• **TASKS TO CARRY OUT**
[A] Decide whether each statement agrees with the PET imaging passage, answering yes or no and quoting the deciding words: (i) The radiotracer infusions began with 15O-water. (ii) The patient was repositioned for delayed 11C-verapamil images. (iii) The attenuation procedure involved a radiation exposure of 25 mrem.
[B] Rewrite the part of the PET imaging passage that opens with the words containing "Radiopharmaceuticals" and closes with "Drug Research Committee.", replacing "previously established methods" with "published methods".

• **PASSAGE**
Radiopharmaceuticals
11C-thymidine, 11C-verapamil, 11C-CO2, 15O-water, and 18F-FMISO were prepared according to previously established methods (6–8). Radiotracers were infused in sequence of isotope decay rate, beginning with 15O-water and ending with 18F-FMISO. The total radiation dose exposure for 1 full imaging session with this protocol, including an attenuation scan, was 1.0 rad, compatible with the guidelines of the Food and Drug Administration Radioactive Drug Research Committee.
PET
Imaging occurred in 2- to 4-h sessions for each patient. This protocol was designed to simplify image registration because the patient did not move between radiopharmaceutical injections. Each imaging sequence was performed in a single imaging session. The PET agents were infused and imaged sequentially while the patient rested comfortably on the imaging table. The exception was for the delayed 18F-FMISO images for which the patient was repositioned for a second image after a 90-min rest period. A urinary bladder catheter was placed for patients with tumors in the pelvis and proximal thigh. An intravenous line for injection of the radiotracer was placed if an intravenous infusion port was not available. An additional intravenous or arterial line was placed for sequential blood sampling during the imaging sequences. Imaging was performed with dynamic acquisition according to the imaging times shown in Table 3. The imaging acquisition times were determined by the biodistribution and biologic behavior of each imaging agent and are the minimum time for acquisition of reliable dynamic data for assessment of tissue uptake rates.
TABLE 3.
Imaging Study Sequence
| Procedure | Time (min) | Dose |
|---|---|---|
| Patient positioning (1 field of view) | 3 | |
| Transmission imaging | 20–25 | |
| 15O-water | 10 | 25.9 MBq/kg (0.7 mCi/kg) (1,850 MBq [50 mCi] maximum) |
| 11C-CO2 | 60 | 7.4 MBq/kg (0.2 mCi/kg) (444 MBq [12 mCi] maximum) |
| 11C-thymidine | 60 | 7.4 MBq/kg (0.2 mCi/kg) (518 MBq [14 mCi] maximum) |
| 11C-verapamil | 45 | 7.4 MBq/kg (0.2 mCi/kg) (740 MBq [20 mCi] maximum) |
| 18F-FMISO | (at 90 min) 20 min | 259 MBq (7 mCi) |
The Advance PET (GE Healthcare) scanner operating in 2-dimensional high-sensitivity mode with 35 image planes (plane thickness, 4.25 mm) per axial field of view of 15 cm was used to acquire the images. Our Advance scanner has been refurbished so that the PET data acquisition and processing are the same as those used in current PET/CT units, such as the Discovery LS (GE Healthcare). The main difference is that a 25-min attenuation scan is required over the body region of interest, and this was also acquired during the imaging sequence. This attenuation procedure involved a radiation exposure of 25 mrem. The use of the dedicated PET scanner (Advance) had the advantage of reducing radiation-absorbed dose to the patient, in keeping with the principle of dose reduction whenever possible while maintaining imaging data quality.

(Data extracted from a collection)

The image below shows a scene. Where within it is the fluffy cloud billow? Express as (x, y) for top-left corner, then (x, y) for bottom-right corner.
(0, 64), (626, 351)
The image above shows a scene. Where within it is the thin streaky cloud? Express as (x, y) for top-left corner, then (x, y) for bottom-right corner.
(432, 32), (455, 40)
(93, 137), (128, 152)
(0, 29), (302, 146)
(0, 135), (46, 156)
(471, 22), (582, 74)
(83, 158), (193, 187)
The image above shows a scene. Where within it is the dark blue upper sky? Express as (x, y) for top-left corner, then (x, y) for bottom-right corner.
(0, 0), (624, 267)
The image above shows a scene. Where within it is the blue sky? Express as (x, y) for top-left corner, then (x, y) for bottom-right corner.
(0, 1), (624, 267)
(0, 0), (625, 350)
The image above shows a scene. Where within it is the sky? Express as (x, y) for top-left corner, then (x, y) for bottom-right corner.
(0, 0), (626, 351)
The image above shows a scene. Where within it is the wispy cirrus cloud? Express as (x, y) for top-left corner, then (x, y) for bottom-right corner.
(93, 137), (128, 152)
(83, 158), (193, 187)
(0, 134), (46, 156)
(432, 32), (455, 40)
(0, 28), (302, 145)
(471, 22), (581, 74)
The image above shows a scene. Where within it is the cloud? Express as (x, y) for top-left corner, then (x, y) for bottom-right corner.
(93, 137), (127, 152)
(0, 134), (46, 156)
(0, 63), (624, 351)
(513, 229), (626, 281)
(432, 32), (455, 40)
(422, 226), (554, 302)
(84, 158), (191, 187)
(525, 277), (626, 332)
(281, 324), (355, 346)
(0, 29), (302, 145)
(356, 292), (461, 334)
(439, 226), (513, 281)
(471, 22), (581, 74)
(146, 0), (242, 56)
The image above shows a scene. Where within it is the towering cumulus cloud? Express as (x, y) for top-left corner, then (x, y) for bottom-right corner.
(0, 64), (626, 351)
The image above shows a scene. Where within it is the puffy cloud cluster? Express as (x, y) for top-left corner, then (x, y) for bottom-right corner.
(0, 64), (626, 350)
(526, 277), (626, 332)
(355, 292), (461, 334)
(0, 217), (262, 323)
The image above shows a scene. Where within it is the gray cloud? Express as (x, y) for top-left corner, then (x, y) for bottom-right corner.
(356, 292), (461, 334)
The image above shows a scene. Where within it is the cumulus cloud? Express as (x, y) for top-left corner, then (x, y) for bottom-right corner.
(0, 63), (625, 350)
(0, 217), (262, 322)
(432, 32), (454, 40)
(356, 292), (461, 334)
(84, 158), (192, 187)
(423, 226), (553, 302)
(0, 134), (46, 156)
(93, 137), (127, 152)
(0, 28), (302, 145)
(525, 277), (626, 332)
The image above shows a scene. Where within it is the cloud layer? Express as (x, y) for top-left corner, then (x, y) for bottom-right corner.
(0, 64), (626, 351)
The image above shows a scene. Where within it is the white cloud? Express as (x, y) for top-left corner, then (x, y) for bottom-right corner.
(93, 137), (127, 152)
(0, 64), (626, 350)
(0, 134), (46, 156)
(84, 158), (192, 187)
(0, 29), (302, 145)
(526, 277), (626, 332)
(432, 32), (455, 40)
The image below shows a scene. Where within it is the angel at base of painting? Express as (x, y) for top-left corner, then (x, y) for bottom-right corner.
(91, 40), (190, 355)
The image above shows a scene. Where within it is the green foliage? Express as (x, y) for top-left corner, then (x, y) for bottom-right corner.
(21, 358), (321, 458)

• **TASK-BY-TASK SOLUTIONS**
[A]
(i) Yes: "Radiotracers were infused in sequence of isotope decay rate, beginning with 15O-water and ending with 18F-FMISO."
(ii) No: "The exception was for the delayed 18F-FMISO images for which the patient was repositioned for a second image after a 90-min rest period."
(iii) Yes: "This attenuation procedure involved a radiation exposure of 25 mrem."

[B]
Radiopharmaceuticals
11C-thymidine, 11C-verapamil, 11C-CO2, 15O-water, and 18F-FMISO were prepared according to published methods (6–8). Radiotracers were infused in sequence of isotope decay rate, beginning with 15O-water and ending with 18F-FMISO. The total radiation dose exposure for 1 full imaging session with this protocol, including an attenuation scan, was 1.0 rad, compatible with the guidelines of the Food and Drug Administration Radioactive Drug Research Committee.